Goal of the exercise - The lines below, beginning at the one that contains "The automated pipeline tagged jacket sleeve" and ending at the last, are to be retyped exactly.

────────────────────

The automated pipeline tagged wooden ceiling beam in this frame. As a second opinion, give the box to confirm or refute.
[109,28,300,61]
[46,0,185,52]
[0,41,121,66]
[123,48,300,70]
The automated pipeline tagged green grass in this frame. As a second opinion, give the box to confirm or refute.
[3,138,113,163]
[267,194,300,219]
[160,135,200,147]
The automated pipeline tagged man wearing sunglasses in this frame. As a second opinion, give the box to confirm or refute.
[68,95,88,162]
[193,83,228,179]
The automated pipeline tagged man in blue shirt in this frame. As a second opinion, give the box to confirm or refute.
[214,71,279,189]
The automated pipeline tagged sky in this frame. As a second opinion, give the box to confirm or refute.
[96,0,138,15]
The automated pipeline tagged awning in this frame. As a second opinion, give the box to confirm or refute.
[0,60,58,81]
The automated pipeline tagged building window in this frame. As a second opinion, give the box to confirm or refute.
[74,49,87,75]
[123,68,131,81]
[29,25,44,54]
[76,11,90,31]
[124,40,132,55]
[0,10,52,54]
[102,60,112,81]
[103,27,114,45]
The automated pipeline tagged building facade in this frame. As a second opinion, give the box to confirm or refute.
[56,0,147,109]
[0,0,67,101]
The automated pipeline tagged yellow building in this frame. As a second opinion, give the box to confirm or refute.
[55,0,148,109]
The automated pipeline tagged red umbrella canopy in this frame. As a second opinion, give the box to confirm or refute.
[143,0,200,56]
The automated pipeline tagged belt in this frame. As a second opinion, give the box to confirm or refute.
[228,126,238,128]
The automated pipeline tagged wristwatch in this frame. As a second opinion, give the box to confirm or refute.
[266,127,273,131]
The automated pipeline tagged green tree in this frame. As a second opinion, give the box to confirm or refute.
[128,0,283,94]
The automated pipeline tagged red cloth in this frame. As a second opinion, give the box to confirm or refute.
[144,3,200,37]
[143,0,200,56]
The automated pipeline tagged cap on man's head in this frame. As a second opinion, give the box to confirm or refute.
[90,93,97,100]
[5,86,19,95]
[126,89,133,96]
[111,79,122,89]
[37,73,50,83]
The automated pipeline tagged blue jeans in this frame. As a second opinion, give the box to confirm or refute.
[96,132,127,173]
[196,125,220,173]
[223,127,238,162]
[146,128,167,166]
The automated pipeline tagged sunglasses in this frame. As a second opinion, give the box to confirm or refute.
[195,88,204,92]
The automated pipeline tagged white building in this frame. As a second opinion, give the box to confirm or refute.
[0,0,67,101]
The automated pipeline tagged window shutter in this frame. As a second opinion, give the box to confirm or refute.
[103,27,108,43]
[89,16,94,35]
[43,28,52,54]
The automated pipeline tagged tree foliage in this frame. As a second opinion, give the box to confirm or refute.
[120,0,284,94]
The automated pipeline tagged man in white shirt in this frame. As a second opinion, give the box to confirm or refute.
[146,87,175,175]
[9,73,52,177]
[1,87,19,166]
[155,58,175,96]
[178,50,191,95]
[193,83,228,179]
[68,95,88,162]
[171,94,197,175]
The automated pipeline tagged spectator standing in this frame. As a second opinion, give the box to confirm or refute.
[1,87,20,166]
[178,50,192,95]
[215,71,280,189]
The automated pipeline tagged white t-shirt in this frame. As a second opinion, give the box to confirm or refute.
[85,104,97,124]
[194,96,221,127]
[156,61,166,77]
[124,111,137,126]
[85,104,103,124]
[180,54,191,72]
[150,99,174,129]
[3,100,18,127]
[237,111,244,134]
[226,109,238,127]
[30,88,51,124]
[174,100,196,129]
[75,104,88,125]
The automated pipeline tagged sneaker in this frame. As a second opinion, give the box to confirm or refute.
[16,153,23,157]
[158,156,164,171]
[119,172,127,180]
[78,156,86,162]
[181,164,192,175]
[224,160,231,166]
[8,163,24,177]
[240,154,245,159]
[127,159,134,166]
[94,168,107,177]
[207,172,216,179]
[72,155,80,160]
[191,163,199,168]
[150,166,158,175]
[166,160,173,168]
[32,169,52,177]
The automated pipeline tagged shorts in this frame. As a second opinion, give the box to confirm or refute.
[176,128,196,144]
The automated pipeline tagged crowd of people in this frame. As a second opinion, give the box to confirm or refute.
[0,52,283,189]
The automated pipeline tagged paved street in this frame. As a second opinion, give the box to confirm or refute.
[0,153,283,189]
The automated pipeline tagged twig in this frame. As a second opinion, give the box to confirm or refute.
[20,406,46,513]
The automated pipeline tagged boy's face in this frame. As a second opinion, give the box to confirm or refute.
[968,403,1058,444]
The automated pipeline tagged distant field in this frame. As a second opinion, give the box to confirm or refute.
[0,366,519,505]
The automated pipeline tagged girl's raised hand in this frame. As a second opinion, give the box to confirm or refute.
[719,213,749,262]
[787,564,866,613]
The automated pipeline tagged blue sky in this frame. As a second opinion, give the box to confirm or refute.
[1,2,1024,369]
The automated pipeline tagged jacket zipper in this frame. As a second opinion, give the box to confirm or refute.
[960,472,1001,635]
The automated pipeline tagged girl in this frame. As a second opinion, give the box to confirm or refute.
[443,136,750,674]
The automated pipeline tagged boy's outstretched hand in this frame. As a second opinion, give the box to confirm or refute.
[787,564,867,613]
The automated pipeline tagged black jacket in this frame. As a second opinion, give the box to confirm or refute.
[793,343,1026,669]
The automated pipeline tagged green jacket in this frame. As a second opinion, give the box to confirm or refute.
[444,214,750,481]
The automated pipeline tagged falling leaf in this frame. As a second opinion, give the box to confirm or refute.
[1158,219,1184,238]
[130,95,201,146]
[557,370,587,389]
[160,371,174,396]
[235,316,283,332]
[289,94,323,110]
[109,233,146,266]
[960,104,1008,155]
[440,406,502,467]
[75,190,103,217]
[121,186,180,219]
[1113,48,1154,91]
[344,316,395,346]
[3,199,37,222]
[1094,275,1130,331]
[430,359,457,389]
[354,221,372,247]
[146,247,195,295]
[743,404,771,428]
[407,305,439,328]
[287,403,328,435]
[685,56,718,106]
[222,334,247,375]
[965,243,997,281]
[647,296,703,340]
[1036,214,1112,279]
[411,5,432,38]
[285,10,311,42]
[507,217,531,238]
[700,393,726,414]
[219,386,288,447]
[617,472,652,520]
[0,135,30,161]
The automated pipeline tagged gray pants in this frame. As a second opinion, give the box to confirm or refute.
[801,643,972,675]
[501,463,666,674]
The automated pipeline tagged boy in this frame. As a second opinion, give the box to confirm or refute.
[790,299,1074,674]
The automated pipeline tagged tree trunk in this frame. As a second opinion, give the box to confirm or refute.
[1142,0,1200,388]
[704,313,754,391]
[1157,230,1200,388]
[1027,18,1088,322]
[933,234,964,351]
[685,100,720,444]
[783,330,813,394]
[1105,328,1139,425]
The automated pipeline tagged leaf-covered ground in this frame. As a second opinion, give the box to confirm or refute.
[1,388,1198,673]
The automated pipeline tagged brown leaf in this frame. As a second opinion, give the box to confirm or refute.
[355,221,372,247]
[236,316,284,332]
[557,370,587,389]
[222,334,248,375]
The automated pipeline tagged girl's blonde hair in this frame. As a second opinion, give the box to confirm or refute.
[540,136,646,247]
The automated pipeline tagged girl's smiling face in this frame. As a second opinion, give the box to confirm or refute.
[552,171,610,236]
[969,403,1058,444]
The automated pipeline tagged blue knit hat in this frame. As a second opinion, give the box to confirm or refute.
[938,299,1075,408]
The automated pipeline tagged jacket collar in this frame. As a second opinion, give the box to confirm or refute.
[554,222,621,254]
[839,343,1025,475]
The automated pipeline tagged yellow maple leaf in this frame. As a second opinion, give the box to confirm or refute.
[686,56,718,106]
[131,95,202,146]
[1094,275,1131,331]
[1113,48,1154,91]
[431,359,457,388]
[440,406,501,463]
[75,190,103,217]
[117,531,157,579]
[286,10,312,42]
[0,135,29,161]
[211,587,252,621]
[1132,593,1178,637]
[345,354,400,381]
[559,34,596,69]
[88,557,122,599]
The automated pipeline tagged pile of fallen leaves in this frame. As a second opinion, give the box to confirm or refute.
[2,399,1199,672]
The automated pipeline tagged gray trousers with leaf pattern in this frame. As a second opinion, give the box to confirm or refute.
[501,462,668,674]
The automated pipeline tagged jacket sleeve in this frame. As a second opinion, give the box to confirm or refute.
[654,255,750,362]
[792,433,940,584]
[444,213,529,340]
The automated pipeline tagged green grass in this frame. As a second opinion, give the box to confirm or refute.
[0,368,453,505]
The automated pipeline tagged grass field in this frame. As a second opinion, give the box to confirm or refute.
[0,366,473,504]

────────────────────

Answer section -
The automated pipeline tagged jacket sleeve in this frame. As a second opinion, give the box to confirm or refute.
[654,255,750,362]
[792,433,940,584]
[444,213,529,340]
The automated pipeline tagged green grass in this frame. As a second opinion, give the box to confirm or refute.
[0,368,453,505]
The automated pipeline tagged grass field in this frame. As a second opinion, give the box to confirm or refute.
[0,366,473,504]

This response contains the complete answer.